▸ Exercise passage
>>>>>
Aspirin benefits vary for men, women

In 2003, cardiologist Niecs Goldberg wrote a book entitled, “Women Are Not Small Men.” Dr. Goldberg pointed out that, until recently, all the research, knowledge and treatments for heart disease were based on studies done on men. And the assumption was that women were just men who weighed less. Women and men, they thought, behaved just the same when it came to heart disease.
But the fact is we’re not the same in much of anything, especially when it comes to heart disease. Our hearts are smaller and our physiology is different. We develop our heart disease later than men – typically 10 years later. When suffering from a heart attack, we often have “atypical” symptoms – back pain and jaw pain, for example, rather than the “typical” (male) symptoms of crushing chest pain and profuse sweating.
If our symptoms are different, if the age we get our heart disease is different, is our response to treatment and prevention strategies different as well?
A study this month in the New England Journal of Medicine takes on this issue. Researchers looked at the effectiveness of low-dose aspirin in the primary prevention of heart attacks and strokes in women. In other words, the women who were studied had no previous history of heart disease or stroke.
<<<<<
▸ The problem
Answer these questions from the aspirin article:
(a) What was the title of the book published in 2003?
(b) How much later than men do women typically develop heart disease?
(c) In which journal did this month's study appear?

▸ Data for analysis
>>>>>
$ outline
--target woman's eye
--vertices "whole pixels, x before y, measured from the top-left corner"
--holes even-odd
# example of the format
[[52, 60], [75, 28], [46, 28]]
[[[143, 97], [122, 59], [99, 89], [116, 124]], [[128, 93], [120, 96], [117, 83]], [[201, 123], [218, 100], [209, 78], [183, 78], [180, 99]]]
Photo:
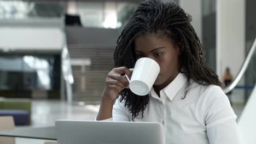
<<<<<
▸ Reply to the exercise
(a) "Women Are Not Small Men."
(b) Typically 10 years later.
(c) The New England Journal of Medicine.